* Begin Working data *

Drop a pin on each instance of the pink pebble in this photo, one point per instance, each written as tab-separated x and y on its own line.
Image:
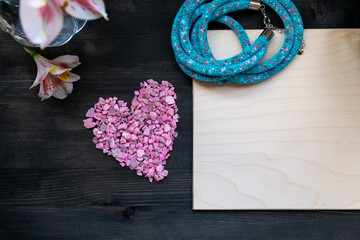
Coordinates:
167	128
164	118
153	115
141	136
88	123
140	152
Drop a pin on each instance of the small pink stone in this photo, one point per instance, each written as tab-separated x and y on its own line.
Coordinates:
171	112
140	152
127	135
106	107
164	118
140	136
153	115
147	131
167	128
97	116
122	126
90	112
88	123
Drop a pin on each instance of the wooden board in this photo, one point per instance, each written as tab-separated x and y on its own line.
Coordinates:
290	142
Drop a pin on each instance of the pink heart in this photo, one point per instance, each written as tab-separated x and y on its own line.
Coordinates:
140	137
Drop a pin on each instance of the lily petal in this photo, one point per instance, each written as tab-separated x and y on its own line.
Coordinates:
35	3
68	77
46	88
86	9
41	24
62	89
66	61
54	69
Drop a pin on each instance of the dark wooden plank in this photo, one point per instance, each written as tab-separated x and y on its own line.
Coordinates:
172	222
83	187
55	185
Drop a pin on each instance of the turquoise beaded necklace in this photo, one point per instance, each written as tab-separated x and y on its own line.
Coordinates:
193	54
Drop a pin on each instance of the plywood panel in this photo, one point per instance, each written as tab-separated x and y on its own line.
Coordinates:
290	142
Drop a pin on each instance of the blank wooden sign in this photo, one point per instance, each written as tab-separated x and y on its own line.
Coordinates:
290	142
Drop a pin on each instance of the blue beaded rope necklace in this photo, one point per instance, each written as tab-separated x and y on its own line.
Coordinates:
193	55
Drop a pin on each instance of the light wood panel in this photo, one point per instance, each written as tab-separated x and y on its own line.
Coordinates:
290	142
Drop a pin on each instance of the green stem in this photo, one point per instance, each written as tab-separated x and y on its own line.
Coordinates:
30	52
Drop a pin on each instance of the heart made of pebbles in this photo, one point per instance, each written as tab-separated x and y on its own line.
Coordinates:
140	137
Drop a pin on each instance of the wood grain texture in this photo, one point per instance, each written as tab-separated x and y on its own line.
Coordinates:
55	185
291	142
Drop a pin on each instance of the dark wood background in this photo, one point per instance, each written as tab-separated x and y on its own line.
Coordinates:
54	184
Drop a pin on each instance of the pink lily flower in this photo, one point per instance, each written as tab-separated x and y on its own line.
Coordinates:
41	20
54	76
85	9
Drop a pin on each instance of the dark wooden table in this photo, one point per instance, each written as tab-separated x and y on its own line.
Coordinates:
54	184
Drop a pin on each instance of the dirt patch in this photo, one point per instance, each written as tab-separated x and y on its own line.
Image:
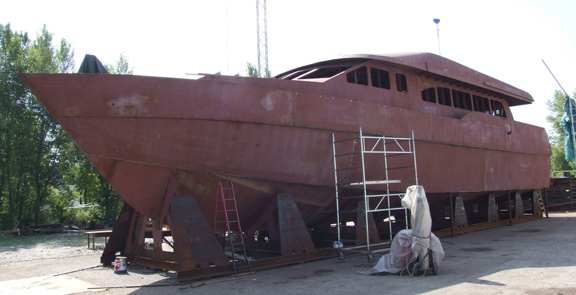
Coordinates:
528	230
477	249
323	271
552	291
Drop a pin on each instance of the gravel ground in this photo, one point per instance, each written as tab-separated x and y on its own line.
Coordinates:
40	247
536	258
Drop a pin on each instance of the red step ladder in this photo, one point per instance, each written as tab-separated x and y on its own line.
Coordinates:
227	215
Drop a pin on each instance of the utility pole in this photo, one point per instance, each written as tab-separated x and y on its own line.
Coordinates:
262	39
437	22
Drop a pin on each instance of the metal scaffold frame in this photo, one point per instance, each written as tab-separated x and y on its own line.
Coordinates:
374	145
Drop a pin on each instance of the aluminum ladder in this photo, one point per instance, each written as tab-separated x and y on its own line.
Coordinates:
227	214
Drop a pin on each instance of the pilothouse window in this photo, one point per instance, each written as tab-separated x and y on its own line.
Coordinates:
358	76
444	96
326	72
380	78
481	104
497	109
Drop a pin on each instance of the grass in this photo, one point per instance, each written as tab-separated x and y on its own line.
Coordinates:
13	243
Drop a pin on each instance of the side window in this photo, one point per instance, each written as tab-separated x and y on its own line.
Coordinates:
358	76
461	100
481	104
401	83
497	109
380	78
444	96
429	94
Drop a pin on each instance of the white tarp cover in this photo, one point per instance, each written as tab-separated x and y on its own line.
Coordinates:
409	244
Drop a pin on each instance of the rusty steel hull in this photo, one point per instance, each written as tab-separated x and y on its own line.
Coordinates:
272	136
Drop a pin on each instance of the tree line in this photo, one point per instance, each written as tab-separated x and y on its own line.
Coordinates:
44	177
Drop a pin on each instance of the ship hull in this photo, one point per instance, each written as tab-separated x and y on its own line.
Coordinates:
271	136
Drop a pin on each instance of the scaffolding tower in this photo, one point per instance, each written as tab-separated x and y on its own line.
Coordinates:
372	168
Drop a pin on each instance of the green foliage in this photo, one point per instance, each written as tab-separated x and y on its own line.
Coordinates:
44	177
251	70
556	108
121	67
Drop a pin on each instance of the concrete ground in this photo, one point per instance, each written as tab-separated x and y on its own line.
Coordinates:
535	258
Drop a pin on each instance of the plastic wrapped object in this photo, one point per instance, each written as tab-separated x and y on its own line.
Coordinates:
411	245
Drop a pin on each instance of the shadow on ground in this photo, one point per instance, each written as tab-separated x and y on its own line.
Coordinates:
532	258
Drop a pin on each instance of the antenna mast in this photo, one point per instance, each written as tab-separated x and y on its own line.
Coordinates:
437	22
262	38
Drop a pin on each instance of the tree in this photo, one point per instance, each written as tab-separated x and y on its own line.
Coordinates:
251	70
121	66
556	108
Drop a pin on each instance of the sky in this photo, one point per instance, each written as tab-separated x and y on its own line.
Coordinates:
504	39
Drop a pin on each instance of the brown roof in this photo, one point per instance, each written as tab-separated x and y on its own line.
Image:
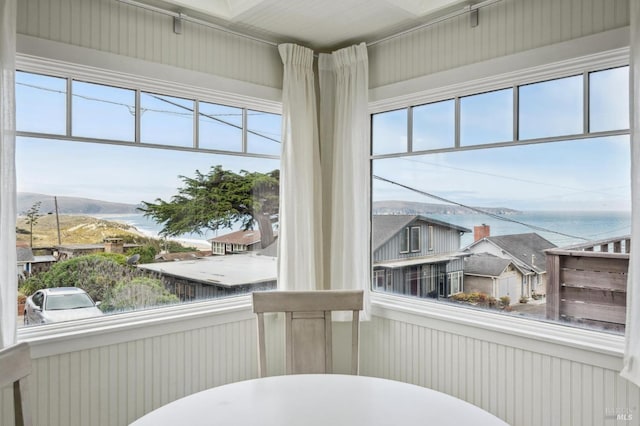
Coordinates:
246	238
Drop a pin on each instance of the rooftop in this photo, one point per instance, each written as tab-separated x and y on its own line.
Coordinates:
227	271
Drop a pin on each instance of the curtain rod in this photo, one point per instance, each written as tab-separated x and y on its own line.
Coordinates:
182	16
467	9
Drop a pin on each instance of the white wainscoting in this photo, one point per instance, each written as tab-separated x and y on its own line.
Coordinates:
136	363
523	378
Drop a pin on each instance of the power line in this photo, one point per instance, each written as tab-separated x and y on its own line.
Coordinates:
477	210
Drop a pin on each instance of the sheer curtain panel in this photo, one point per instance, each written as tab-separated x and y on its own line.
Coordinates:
344	85
300	230
8	261
631	370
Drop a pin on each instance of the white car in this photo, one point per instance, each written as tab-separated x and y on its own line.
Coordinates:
59	304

* End Working data *

* **Stated problem**
Reproduce all of the material above verbatim, omitting the pictures.

* **Result for this task**
Drop a pin on each instance of the pink pebble in this photo, one point per instance, each written as tab-separated x and y on its own line.
Image:
Coordinates:
167	128
164	118
153	115
141	136
88	123
140	152
Drop a pin on each instance of the small pink stone in this photo, one point per instance, each written as tab-separated x and y on its own line.
Coordinates:
171	112
140	152
127	135
106	107
164	118
140	136
153	115
147	131
167	128
97	116
122	126
90	112
88	123
Drop a pin on each instance of the wooden board in this photo, one point per instance, each written as tab-separated x and y on its own line.
Coordinates:
290	142
Drop a pin on each instance of the pink heart in this photo, one point per instance, each written as tab-separated x and y on its own line.
Coordinates:
140	137
Drop a pin on each instance of the lily petal in this photo, one point per instance, each written as tab-separated x and y on its own line.
Coordinates:
35	3
68	77
46	88
86	9
41	24
62	89
66	61
54	69
Drop a pin on each instance of the dark wooden plank in this photo, one point per instance, each written as tab-separated x and y on its own line.
Coordinates:
172	222
83	187
55	185
Drop a pin on each instance of the turquoise beaded necklace in this photo, one point per instance, each written as tab-separated x and y on its own line.
Coordinates:
193	54
Drop a pin on each instance of the plywood panel in this photo, one point per instance, each written as tab-separated x and y on its own line.
Coordinates:
290	142
Drop a pin on each instance of the blank wooden sign in this photo, one point per instance, each written as tab-separated x and y on its own line.
Coordinates:
290	142
Drop a pin on each instance of the blue beaded rope necklace in this photo, one point per instance, each written as tab-separated x and y on its own line.
Coordinates:
193	55
Drop a pin on each instance of the light wood panel in this photo, one point per instance, each written as tab-separated x and y on its own line.
Coordinates:
290	142
Drop a pin on each instance of the green stem in this photo, one point per instance, each written as tab-separated x and y on its own line.
Coordinates:
30	52
Drop a pin on each instance of the heart made of pebbles in this photo, one point per instance, each written as tab-separated x and y on its own line.
Coordinates:
140	137
Drop a pin on each instance of the wood grain texture in this photo, one point per instance, each written as tab-separated x and y on its own line.
Coordinates:
55	185
291	142
Drop a pin on each instance of the dark wood background in this photo, one point per instance, each written as tab-separated x and y on its own line.
Coordinates:
54	184
Drop a pin on each instance of the pink lily flower in this photo, one point per instance, each written as tab-separated x and y on its own line.
Coordinates:
41	20
54	76
85	9
Drop a pin on each instance of the dark wooden table in this photo, one point per instance, each written as tab-separated x and y on its own line.
Coordinates:
54	184
Drop a pin on each instance of the dirt patch in this photo, one point per instance, each written as tab-separated x and y on its own line.
Image:
Coordinates:
528	230
477	249
323	271
552	291
Drop a pin on each instance of the gravel ground in this photo, one point per instance, each written as tab-separated x and y on its own line.
Coordinates:
40	247
536	258
Drop a pin on each instance of the red step ladder in this photo, one point per instance, each written as tab-separated x and y on its own line.
Coordinates:
227	215
Drop a pin on each instance of the utility pole in this photo, one point per instance, each written as tab-separated x and y on its own line.
Coordinates:
262	39
437	22
Drop a pin on each instance of the metal scaffold frame in this photo, one point per instance, each written as tab-separated x and y on its own line.
Coordinates:
374	145
Drop a pin on each instance of the aluminum ladder in this photo, one point per instance, each written as tab-separated x and y on its own line.
Coordinates:
227	214
Drop a pin on each instance of the pilothouse window in this photo, one point per instance, each written as tab-separated x and y on its own line.
Coordinates:
358	76
444	96
326	72
380	78
481	104
497	109
Drop a pin on each instance of the grass in this photo, one point per instance, each written as tab-separated x and y on its own line.
Coordinates:
13	243
Drop a pin on each instance of the side window in this photo, one point per instance, each written as tab-separated x and y on its own line.
Coordinates:
358	76
461	100
481	104
401	83
497	109
380	78
444	96
429	94
Drop a pin on each instance of the white tarp cover in this photo, one point per instance, each written as tab-separated x and y on its own line.
Coordinates:
409	244
Drop a pin on each instance of the rusty steel hull in this photo, one point per instance, each written as tab-separated x and y on its own line.
Coordinates:
272	136
Drop a pin on each instance of the tree line in this photo, one point per instance, each written as tab-separated x and y on its own line.
Coordinates:
44	177
Drop a pin on each instance of the ship hull in this photo, one point per instance, each written as tab-separated x and y on its own line.
Coordinates:
271	136
Drop a pin on each instance of the scaffolding tower in this photo, one point per instance, each written as tab-separated x and y on its own line.
Coordinates:
372	168
Drop a pin on each instance of the green foliage in this photo, one point per instance, each written as tab-separated x and y on its own line.
Coordinates:
44	177
251	70
556	108
121	67
Drop a pin on each instance of the concrete ground in this photo, one point per instance, each written as tab-separated x and y on its own line.
Coordinates:
535	258
Drop a pin on each instance of the plastic wrapped object in this photo, one point per instance, each written as tab-separated x and y on its own line.
Coordinates:
411	245
Drop a pin on each instance of the shadow on ground in this photo, one point per instance, each written as tab-separated x and y on its own line.
Coordinates:
532	258
Drop a pin on each instance of the antenna mast in this photo, one point per instance, each written as tab-separated x and y on its own line.
Coordinates:
437	22
262	38
Drop a pin on each instance of the tree in this photo, one point per instance, each written as tab-separated x and y on its own line.
Coordinates:
251	70
121	66
556	108
Drop a pin on each instance of the sky in this photo, one point per instance, each written as tab-separated x and y on its own line.
Coordinates:
504	39
Drop a pin on each instance of the brown roof in this photo, one point per instance, each written as tab-separated x and y on its own line.
Image:
Coordinates:
246	238
Drop a pin on each instance of the rooftop in this photo, one point per instance, each written as tab-separated x and y on its own line.
Coordinates:
227	271
Drop a pin on each instance of the curtain rod in this photo, one point per instance, each written as tab-separated x and y on its own line.
Coordinates:
182	16
467	9
Drop a pin on each instance of the white wainscoting in this photo, one point per instance, each written as tab-separated x and y on its own line.
Coordinates:
136	363
523	378
Drop a pin on each instance of the power line in this photo, one point per instance, each written as tab-separated x and y on its own line.
Coordinates:
477	210
Drop a pin on each instance of the sheer curtain panel in this photo, one point per instance, each written as tab-separated x and y on its own line.
Coordinates:
344	85
300	230
8	261
631	370
Drop a pin on each instance of the white car in this photo, one point per instance, each written as tab-separated x and y on its own line.
Coordinates:
59	304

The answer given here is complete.